→ Actions to take:
- 1) In the temporal bone CT summary, which two techniques does the proposed 3D LSC segmentation network use?
- 2) Extend the temporal bone CT summary, beginning right after its final finding.

A lateral semicircular canal segmentation based geometric calibration for human temporal bone CT Image

TL;DR

This paper introduces an automatic geometric calibration method for human temporal bone CT images using a novel 3D semicircular canal segmentation network, improving accuracy and efficiency over manual calibration.

Contribution

The paper presents a new 3D LSC segmentation network with dilated convolution and multi-pooling, enabling automatic and precise calibration of temporal bone CT images.

Findings

Achieved higher segmentation accuracy with the proposed network.

Enabled efficient automatic calibration of temporal bone CT images.

Facilitated improved symmetry analysis for ear disease diagnosis.

→ Referring expression data:

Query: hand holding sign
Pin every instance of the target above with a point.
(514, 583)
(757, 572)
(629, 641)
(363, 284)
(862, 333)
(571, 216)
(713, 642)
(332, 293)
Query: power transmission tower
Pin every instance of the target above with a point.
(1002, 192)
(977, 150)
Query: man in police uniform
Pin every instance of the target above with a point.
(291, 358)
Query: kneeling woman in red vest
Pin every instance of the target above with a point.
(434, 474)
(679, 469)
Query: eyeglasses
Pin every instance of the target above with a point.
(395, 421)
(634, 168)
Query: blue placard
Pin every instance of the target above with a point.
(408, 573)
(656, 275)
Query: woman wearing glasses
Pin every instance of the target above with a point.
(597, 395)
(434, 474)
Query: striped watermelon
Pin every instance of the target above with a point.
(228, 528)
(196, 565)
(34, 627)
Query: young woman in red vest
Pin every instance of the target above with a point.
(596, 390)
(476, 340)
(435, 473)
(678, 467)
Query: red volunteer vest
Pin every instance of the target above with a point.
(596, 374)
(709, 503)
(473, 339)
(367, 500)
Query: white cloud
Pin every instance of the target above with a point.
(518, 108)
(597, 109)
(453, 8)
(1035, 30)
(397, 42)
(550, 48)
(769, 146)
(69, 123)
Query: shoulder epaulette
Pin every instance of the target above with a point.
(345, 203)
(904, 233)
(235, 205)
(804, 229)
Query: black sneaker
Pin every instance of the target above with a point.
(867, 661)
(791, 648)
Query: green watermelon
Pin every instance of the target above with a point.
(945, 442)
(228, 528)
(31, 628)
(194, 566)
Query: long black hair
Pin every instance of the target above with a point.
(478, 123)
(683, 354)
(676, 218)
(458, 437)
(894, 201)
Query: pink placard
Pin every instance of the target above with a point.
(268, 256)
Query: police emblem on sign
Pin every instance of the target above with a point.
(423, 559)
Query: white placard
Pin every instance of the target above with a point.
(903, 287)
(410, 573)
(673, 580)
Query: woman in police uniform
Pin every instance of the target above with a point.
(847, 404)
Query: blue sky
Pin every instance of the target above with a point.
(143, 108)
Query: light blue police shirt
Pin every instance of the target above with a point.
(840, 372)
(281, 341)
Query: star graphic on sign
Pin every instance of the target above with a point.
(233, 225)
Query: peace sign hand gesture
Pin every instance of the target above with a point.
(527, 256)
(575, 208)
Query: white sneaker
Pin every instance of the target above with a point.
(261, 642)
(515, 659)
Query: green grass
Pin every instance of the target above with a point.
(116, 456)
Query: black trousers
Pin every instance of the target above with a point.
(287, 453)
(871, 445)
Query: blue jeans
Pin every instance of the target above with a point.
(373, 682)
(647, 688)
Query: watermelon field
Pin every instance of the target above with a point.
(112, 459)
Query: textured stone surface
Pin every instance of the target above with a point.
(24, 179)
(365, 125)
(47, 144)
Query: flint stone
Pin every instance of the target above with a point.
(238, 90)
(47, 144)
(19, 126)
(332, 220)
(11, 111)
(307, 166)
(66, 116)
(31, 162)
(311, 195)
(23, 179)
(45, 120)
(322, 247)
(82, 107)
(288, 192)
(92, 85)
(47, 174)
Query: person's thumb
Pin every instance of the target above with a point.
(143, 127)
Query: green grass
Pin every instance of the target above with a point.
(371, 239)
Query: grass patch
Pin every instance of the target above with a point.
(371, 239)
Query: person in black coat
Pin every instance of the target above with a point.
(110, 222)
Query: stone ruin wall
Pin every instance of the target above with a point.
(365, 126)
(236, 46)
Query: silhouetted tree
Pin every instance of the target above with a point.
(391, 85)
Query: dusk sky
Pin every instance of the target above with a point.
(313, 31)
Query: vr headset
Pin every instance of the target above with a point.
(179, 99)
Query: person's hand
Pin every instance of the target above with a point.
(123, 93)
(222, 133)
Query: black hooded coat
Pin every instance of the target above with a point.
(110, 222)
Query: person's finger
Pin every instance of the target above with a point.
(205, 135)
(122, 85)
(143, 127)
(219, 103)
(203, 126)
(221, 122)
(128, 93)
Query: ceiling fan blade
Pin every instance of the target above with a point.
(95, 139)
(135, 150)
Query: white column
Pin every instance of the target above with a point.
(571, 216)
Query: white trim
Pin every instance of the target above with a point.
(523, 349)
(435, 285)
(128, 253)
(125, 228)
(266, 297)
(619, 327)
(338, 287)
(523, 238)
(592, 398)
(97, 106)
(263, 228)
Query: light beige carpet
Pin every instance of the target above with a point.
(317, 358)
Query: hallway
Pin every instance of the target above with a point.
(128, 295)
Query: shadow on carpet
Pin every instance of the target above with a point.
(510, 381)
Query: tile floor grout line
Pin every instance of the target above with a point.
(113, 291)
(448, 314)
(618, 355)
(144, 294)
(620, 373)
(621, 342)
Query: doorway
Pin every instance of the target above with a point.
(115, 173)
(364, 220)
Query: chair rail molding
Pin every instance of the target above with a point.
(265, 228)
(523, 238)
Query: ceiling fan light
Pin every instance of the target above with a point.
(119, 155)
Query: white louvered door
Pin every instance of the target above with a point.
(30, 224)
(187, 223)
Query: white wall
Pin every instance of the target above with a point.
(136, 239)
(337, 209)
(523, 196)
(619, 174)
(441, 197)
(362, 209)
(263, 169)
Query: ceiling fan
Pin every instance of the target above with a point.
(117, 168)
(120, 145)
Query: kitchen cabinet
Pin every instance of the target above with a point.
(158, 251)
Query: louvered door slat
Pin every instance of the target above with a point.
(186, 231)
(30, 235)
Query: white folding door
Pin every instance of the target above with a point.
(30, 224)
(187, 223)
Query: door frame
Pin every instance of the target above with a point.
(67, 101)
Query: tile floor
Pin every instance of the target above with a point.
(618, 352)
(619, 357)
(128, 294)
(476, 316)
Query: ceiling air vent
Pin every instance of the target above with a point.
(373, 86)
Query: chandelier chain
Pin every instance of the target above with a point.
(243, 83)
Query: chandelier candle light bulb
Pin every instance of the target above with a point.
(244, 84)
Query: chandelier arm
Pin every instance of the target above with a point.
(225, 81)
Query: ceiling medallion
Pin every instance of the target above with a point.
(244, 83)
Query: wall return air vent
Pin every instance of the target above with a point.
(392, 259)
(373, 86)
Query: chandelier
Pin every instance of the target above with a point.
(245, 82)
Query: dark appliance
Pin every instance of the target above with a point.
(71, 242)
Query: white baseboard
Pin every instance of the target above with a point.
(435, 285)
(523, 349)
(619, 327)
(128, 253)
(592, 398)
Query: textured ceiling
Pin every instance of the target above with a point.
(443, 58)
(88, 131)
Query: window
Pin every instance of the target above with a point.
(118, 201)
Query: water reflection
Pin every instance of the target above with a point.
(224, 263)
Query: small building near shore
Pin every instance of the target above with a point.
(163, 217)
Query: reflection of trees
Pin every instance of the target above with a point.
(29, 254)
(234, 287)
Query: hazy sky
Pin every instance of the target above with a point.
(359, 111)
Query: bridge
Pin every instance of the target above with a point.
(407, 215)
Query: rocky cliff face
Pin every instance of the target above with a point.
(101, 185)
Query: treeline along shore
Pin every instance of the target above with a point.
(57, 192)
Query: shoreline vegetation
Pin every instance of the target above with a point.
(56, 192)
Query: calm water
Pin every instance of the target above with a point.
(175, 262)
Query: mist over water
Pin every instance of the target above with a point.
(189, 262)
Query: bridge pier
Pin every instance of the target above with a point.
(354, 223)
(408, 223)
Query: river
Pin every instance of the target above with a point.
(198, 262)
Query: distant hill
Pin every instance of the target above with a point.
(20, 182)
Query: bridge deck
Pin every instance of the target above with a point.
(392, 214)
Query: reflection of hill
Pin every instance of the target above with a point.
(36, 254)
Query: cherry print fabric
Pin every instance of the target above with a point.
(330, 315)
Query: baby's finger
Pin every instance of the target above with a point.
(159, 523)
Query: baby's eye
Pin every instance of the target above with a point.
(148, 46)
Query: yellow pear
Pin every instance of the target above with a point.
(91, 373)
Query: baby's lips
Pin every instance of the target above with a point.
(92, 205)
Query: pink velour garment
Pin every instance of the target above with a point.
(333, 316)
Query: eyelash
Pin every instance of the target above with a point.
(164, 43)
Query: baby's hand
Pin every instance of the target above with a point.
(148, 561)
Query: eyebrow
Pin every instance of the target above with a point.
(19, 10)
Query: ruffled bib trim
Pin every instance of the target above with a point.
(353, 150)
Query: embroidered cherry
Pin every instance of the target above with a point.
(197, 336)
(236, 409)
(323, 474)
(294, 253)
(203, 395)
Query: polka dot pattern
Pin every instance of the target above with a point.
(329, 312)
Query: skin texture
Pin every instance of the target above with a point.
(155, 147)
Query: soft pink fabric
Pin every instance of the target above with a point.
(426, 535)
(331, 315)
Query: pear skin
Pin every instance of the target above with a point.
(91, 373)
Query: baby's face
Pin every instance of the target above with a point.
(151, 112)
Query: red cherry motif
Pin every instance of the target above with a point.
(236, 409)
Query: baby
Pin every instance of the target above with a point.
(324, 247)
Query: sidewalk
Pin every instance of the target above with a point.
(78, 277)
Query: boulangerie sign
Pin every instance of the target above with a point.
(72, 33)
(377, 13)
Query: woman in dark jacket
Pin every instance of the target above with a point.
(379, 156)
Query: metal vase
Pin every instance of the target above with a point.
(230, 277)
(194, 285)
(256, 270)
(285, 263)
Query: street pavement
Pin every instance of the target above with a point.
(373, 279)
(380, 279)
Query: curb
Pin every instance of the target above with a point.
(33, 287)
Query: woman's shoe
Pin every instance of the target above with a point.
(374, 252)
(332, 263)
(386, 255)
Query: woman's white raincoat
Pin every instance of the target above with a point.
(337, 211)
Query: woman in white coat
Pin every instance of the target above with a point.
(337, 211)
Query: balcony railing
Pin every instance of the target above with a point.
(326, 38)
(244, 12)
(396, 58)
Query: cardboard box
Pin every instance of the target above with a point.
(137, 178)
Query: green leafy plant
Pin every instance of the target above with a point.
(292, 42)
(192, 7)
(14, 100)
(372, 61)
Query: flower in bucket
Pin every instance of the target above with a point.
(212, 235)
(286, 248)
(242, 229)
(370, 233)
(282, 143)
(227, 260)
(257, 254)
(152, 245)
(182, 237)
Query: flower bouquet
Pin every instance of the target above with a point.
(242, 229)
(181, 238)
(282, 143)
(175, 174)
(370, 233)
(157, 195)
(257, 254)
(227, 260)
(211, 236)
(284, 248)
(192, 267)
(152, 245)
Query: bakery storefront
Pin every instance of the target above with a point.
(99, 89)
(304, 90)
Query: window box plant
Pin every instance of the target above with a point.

→ Answers to the exercise:
- 1) Dilated convolution and multi-pooling.

- 2)
Abstract

Computed Tomography (CT) of the temporal bone has become an important method for diagnosing ear diseases. Due to the different posture of the subject and the settings of CT scanners, the CT image of the human temporal bone should be geometrically calibrated to ensure the symmetry of the bilateral anatomical structure. Manual calibration is a time-consuming task for radiologists and an important pre-processing step for further computer-aided CT analysis. We propose an automatic calibration algorithm for temporal bone CT images. The lateral semicircular canals (LSCs) are segmented as anchors at first. Then, we define a standard 3D coordinate system. The key step is the LSC segmentation. We design a novel 3D LSC segmentation encoder-decoder network, which introduces a 3D dilated convolution and a multi-pooling scheme for feature fusion in the encoding stage. The experimental results show that our LSC segmentation network achieved a higher segmentation accuracy. Our proposed method can help to perform calibration of temporal bone CT images efficiently.